(Records excerpted from a collection)

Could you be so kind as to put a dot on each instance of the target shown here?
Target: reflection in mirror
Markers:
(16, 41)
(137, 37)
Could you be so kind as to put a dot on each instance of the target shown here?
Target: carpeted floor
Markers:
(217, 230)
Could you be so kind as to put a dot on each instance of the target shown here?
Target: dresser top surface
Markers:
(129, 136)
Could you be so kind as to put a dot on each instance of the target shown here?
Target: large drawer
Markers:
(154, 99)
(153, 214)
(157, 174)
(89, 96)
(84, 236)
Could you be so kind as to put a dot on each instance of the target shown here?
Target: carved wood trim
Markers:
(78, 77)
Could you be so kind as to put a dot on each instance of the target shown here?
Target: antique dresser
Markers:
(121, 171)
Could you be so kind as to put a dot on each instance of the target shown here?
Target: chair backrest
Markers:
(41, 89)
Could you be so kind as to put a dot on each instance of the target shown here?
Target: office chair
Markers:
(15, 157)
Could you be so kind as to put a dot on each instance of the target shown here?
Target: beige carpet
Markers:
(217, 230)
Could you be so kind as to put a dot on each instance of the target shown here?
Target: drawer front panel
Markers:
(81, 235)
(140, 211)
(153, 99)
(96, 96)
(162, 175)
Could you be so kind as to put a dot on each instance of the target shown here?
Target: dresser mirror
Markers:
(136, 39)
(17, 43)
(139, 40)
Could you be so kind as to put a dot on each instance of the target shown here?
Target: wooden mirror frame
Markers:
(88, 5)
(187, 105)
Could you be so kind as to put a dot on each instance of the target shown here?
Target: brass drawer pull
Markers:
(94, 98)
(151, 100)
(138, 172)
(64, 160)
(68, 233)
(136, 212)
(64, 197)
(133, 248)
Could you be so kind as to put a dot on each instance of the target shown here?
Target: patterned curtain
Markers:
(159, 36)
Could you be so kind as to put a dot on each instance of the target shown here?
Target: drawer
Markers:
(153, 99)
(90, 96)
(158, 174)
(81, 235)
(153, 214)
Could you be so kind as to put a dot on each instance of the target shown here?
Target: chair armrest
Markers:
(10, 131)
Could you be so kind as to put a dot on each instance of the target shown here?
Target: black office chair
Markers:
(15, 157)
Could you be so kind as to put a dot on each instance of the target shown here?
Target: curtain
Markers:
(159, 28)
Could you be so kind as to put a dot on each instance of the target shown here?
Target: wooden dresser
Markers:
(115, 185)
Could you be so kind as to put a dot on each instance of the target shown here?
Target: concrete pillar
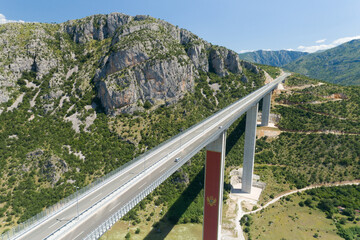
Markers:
(265, 116)
(214, 184)
(249, 148)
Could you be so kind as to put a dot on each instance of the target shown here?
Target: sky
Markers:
(301, 25)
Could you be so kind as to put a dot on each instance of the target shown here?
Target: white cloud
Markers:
(4, 20)
(345, 39)
(246, 50)
(321, 40)
(335, 43)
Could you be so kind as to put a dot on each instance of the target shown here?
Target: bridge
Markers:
(91, 212)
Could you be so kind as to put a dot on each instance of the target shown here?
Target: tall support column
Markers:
(249, 148)
(265, 116)
(214, 184)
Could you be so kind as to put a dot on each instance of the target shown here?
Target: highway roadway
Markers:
(97, 206)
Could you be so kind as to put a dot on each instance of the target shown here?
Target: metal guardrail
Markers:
(71, 199)
(100, 230)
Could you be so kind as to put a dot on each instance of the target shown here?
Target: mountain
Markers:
(340, 65)
(272, 58)
(81, 98)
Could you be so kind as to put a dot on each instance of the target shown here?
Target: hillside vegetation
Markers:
(81, 98)
(272, 58)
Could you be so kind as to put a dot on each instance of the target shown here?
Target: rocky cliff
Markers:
(58, 80)
(130, 60)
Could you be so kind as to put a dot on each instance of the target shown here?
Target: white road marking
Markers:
(142, 185)
(54, 224)
(114, 206)
(79, 234)
(95, 196)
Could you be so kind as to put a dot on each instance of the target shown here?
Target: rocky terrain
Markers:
(81, 98)
(129, 60)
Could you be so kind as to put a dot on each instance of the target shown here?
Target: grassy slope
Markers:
(292, 159)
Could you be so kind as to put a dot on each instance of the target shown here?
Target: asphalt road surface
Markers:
(182, 146)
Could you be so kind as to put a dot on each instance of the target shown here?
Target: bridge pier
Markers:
(265, 115)
(214, 184)
(249, 148)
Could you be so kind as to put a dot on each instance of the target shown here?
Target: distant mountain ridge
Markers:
(340, 65)
(272, 58)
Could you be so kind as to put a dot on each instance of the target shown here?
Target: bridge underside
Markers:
(214, 169)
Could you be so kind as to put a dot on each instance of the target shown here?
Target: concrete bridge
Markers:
(89, 214)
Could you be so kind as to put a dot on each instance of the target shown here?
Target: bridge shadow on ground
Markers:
(162, 229)
(175, 212)
(235, 135)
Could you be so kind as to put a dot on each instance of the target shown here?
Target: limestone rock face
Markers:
(152, 80)
(251, 67)
(97, 27)
(129, 60)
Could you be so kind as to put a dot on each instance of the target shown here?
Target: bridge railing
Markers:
(71, 199)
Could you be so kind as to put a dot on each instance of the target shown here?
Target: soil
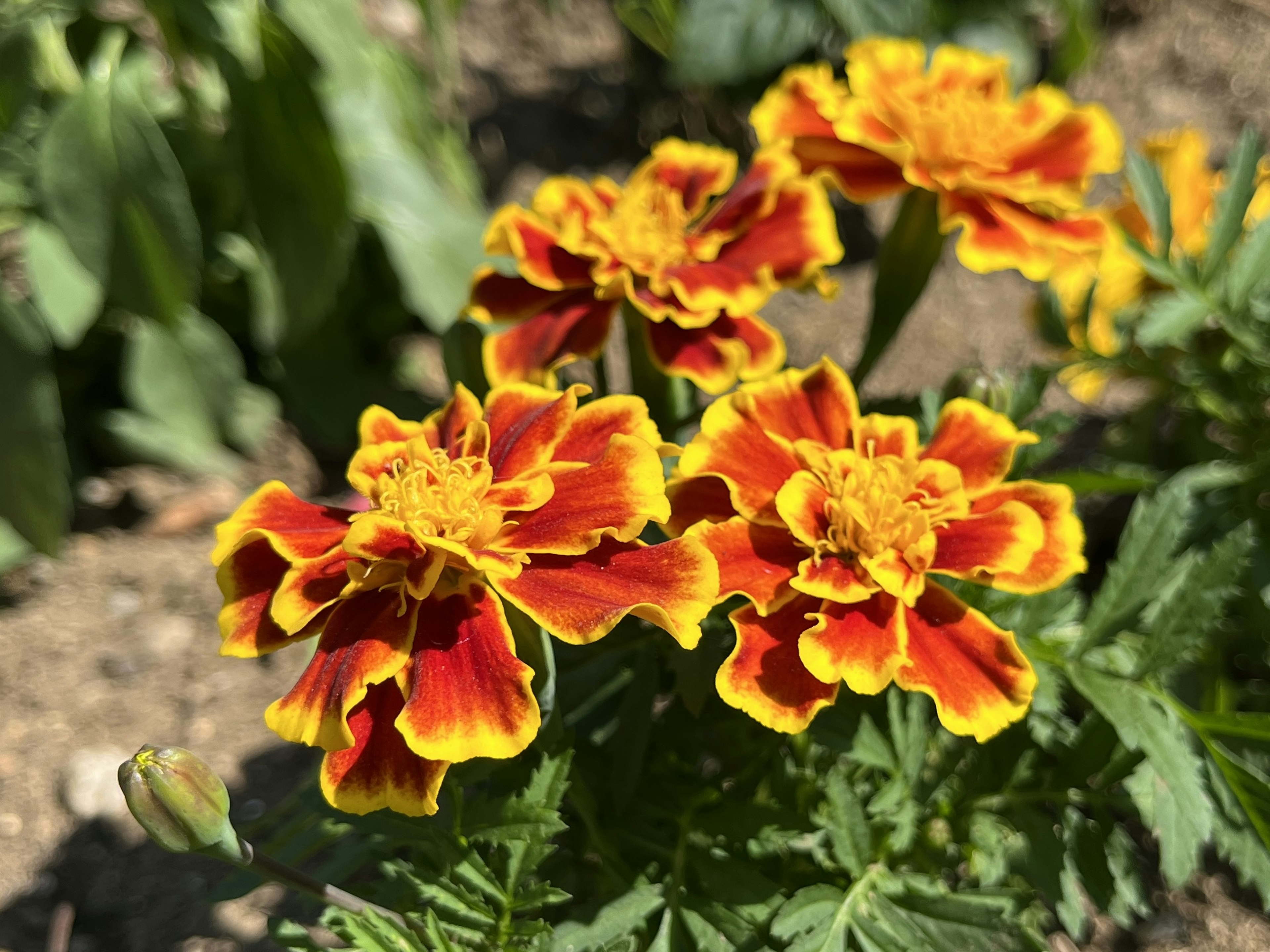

■ YOUR INSTRUCTIONS ■
Every line above with the string "surface" in it needs to be copied.

■ EXPECTED OUTPUT ■
Target: dresser top surface
Target: asphalt road surface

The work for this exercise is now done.